● Problem description
Exactly the lines from the one containing "Place one keypoint on each instance of the building" through the final line of the listing are to be retyped, and nothing more.
===== Excerpted data =====
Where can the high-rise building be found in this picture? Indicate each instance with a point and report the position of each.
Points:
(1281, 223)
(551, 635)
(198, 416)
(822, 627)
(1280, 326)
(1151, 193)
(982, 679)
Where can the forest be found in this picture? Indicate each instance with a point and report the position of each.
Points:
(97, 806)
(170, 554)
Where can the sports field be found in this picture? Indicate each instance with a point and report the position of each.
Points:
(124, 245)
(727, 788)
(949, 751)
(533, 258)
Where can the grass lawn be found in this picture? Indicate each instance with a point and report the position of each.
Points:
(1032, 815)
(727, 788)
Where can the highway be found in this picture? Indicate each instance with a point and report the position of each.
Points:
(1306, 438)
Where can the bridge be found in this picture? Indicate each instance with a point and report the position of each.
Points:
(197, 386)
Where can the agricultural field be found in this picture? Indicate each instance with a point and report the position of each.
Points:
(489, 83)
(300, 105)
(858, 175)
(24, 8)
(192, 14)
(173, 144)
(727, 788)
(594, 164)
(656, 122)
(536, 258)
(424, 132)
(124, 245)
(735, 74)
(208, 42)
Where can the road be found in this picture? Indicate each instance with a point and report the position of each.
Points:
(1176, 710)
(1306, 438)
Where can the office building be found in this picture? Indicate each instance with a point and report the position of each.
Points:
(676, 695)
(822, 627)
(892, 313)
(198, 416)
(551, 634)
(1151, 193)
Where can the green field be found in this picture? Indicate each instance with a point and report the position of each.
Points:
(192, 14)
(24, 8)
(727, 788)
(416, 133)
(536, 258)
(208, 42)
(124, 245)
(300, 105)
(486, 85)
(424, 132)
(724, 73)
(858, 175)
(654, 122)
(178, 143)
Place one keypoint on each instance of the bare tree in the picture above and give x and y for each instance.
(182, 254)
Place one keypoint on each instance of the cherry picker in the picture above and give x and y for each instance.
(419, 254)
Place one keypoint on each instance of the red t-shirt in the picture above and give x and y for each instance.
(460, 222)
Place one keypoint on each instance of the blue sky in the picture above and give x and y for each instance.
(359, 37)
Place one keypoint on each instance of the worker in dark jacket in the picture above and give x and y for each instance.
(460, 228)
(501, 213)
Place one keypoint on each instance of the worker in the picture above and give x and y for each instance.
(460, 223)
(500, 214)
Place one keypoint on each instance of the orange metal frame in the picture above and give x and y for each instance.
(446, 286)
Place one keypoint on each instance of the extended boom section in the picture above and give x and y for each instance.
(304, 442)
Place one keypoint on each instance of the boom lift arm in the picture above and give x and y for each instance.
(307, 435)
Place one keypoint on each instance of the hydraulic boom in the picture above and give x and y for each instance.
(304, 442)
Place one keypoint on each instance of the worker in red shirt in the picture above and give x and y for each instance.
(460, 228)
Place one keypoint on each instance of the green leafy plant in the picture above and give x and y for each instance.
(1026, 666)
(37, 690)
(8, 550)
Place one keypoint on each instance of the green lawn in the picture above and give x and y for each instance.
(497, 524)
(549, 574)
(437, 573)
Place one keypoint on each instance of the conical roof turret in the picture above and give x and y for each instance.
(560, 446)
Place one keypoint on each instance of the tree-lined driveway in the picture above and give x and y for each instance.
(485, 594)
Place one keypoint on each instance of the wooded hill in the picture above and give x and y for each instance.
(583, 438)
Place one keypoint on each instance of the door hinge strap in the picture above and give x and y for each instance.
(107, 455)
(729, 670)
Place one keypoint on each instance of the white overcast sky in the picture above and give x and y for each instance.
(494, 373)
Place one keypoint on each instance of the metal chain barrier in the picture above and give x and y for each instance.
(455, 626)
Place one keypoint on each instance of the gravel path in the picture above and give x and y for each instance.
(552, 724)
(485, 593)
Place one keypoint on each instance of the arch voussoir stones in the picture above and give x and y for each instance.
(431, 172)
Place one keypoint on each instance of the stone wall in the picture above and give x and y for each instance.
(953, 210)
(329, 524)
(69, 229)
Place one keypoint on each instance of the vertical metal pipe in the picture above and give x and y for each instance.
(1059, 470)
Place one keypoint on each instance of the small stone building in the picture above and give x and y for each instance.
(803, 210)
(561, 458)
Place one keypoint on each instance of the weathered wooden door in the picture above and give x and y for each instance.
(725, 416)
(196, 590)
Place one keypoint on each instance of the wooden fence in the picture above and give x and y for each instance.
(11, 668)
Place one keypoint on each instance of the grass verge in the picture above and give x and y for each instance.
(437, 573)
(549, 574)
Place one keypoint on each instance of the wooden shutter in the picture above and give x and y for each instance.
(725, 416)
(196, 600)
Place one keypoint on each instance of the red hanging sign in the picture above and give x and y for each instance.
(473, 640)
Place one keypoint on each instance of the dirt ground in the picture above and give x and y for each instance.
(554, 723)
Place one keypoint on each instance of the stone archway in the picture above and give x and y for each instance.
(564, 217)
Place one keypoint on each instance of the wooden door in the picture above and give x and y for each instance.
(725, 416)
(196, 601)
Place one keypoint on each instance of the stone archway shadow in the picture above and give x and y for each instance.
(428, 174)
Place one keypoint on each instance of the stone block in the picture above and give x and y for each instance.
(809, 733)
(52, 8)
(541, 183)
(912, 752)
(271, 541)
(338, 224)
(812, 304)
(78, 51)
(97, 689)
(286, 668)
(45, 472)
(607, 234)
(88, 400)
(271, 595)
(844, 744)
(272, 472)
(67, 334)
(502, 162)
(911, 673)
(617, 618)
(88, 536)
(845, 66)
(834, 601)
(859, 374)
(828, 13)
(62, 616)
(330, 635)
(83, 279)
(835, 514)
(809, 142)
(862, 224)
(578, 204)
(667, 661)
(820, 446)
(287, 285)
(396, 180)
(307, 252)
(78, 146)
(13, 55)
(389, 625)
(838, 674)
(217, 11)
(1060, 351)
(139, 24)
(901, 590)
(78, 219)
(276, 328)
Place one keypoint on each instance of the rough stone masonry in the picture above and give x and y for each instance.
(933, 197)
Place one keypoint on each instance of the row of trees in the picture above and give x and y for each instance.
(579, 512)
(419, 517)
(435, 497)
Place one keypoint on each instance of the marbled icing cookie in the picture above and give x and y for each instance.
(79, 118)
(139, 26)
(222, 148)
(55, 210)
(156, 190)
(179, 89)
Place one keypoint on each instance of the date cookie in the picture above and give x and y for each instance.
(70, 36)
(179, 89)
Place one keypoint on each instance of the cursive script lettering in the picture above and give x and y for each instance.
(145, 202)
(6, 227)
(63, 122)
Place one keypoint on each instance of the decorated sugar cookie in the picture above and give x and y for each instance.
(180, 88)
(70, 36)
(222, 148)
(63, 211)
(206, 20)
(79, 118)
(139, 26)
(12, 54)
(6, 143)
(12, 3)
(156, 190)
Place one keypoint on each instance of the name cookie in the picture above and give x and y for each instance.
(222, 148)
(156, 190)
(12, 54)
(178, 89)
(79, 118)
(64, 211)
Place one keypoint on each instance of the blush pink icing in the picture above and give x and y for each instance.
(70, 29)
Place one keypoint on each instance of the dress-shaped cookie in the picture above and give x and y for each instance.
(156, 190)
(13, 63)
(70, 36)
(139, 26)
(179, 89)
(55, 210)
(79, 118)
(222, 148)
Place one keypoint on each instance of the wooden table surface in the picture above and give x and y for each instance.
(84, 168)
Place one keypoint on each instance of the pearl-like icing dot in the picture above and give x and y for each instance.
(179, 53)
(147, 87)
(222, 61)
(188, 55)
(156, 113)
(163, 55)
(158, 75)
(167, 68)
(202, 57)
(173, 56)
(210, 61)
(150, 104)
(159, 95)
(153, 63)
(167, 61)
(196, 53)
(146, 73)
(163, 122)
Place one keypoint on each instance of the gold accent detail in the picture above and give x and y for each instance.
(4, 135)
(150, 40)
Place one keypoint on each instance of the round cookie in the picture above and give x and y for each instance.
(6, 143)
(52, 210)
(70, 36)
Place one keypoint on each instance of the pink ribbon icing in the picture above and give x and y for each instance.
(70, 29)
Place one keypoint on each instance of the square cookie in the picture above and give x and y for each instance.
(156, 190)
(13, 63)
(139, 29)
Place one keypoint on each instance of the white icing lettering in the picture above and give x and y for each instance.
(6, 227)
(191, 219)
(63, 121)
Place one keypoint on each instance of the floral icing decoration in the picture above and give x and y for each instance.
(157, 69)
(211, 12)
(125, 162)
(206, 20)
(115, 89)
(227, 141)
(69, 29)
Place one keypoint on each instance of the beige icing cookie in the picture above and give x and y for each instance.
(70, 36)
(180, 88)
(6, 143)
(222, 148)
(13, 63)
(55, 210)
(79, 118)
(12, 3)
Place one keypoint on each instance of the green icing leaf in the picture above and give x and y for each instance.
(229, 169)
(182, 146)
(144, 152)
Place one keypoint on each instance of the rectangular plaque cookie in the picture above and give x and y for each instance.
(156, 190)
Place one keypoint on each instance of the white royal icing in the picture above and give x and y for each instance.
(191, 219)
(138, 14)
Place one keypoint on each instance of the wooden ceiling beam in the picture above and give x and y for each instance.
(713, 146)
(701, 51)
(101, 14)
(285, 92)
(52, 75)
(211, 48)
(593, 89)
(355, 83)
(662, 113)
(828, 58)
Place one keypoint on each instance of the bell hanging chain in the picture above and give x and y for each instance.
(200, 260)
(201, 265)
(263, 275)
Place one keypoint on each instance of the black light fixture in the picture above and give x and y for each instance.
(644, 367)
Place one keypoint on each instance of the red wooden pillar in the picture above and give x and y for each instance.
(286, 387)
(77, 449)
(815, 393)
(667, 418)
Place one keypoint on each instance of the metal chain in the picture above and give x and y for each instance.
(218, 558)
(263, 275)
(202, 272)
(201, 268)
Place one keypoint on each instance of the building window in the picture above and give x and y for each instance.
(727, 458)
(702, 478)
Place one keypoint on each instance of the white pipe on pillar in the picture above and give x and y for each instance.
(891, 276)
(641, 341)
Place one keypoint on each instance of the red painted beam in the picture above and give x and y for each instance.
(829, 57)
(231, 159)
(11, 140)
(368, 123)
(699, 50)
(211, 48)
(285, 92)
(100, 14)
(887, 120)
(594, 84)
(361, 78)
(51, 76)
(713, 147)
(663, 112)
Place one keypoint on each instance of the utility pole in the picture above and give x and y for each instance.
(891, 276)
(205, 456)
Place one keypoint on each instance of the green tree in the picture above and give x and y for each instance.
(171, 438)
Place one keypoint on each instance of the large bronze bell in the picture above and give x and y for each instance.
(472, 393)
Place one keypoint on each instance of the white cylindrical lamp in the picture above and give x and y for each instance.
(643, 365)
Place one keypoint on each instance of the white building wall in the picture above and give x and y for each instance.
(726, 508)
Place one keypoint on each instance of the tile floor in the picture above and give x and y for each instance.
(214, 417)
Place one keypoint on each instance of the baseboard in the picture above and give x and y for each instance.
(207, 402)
=====
● Response for this exercise
Place one keypoint on each instance of the building window in the picture above and give x and y for each instance.
(727, 458)
(702, 478)
Place one keypoint on each instance of the white pipe on pillar in the picture above and give x and y for each instance.
(891, 276)
(641, 341)
Place one keypoint on each instance of the red painted beam in the picture above and give x and y for each instance.
(829, 57)
(231, 159)
(11, 140)
(368, 123)
(699, 50)
(211, 48)
(285, 92)
(100, 14)
(887, 120)
(594, 84)
(361, 78)
(51, 76)
(713, 147)
(663, 112)
Place one keypoint on each instance of the utility pole in the picture above and give x and y for each instance.
(891, 276)
(205, 456)
Place one keypoint on each instance of the green tree in the picture above and give x and y for each instance.
(171, 438)
Place one keypoint on each instance of the large bronze bell in the picture above and give x and y for each instance.
(472, 393)
Place one keypoint on each instance of the white cylindrical lamp in the picture above and give x and y for each instance.
(643, 365)
Place one keypoint on each instance of the white building wall in the picture above and give x and y for each instance.
(726, 508)
Place one keypoint on each instance of the tile floor in the picture above and give x and y for each instance.
(214, 417)
Place one keypoint on each instance of the baseboard in the picture above and give x and y for each instance.
(207, 402)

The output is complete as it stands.